*Task to complete*.
Reproduce each of the entries below line for line, without the pictures.

..........

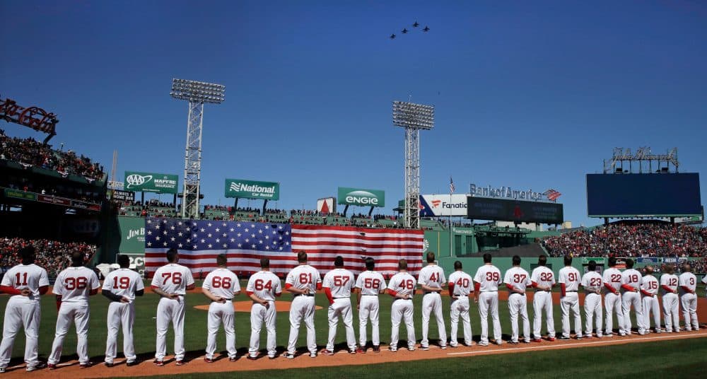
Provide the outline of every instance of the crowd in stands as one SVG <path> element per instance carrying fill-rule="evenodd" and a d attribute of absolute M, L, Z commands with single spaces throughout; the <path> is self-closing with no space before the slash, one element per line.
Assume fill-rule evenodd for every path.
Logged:
<path fill-rule="evenodd" d="M 707 228 L 667 223 L 617 223 L 548 237 L 552 257 L 704 257 Z"/>
<path fill-rule="evenodd" d="M 0 238 L 0 268 L 7 269 L 21 261 L 19 250 L 28 245 L 36 250 L 35 264 L 44 267 L 49 276 L 54 277 L 71 263 L 71 255 L 79 251 L 88 262 L 95 253 L 96 247 L 83 243 L 63 243 L 50 240 L 25 240 L 23 238 Z"/>
<path fill-rule="evenodd" d="M 89 180 L 104 177 L 103 168 L 83 155 L 77 156 L 71 150 L 53 150 L 33 138 L 13 138 L 0 129 L 0 159 L 17 162 L 23 166 L 36 166 L 55 170 L 62 175 L 74 174 Z"/>

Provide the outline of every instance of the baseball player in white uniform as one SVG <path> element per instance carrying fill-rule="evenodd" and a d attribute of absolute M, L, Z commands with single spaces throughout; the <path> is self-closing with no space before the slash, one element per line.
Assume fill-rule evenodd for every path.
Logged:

..........

*Exercise solution*.
Provide the outline of every instance of the crowd in stands as one SVG <path> element per instance carrying fill-rule="evenodd" and a d attribute of absolute M, L, Z commands with single spaces throughout; the <path> is self-closing with no space before the slash, one element per line.
Assume fill-rule evenodd for every path.
Logged:
<path fill-rule="evenodd" d="M 707 228 L 667 223 L 617 223 L 548 237 L 552 257 L 704 257 Z"/>
<path fill-rule="evenodd" d="M 0 238 L 0 268 L 7 269 L 21 261 L 19 250 L 28 245 L 36 250 L 35 264 L 44 267 L 49 276 L 54 277 L 71 263 L 71 255 L 79 251 L 88 262 L 95 253 L 96 247 L 83 243 L 63 243 L 50 240 L 25 240 L 23 238 Z"/>
<path fill-rule="evenodd" d="M 89 180 L 104 177 L 103 168 L 83 155 L 77 156 L 71 150 L 53 150 L 33 138 L 13 138 L 0 129 L 0 159 L 17 162 L 23 166 L 36 166 L 55 170 L 62 175 L 74 174 Z"/>

Provide the outline of every instance of the baseball player in white uniform as one SVG <path> element per instance carrying fill-rule="evenodd" and a d attribute of absolute M, L, Z commands with single spaces throughout; the <path> is self-closing with no space before the slash, one element per line.
Assume fill-rule evenodd for every path.
Logged:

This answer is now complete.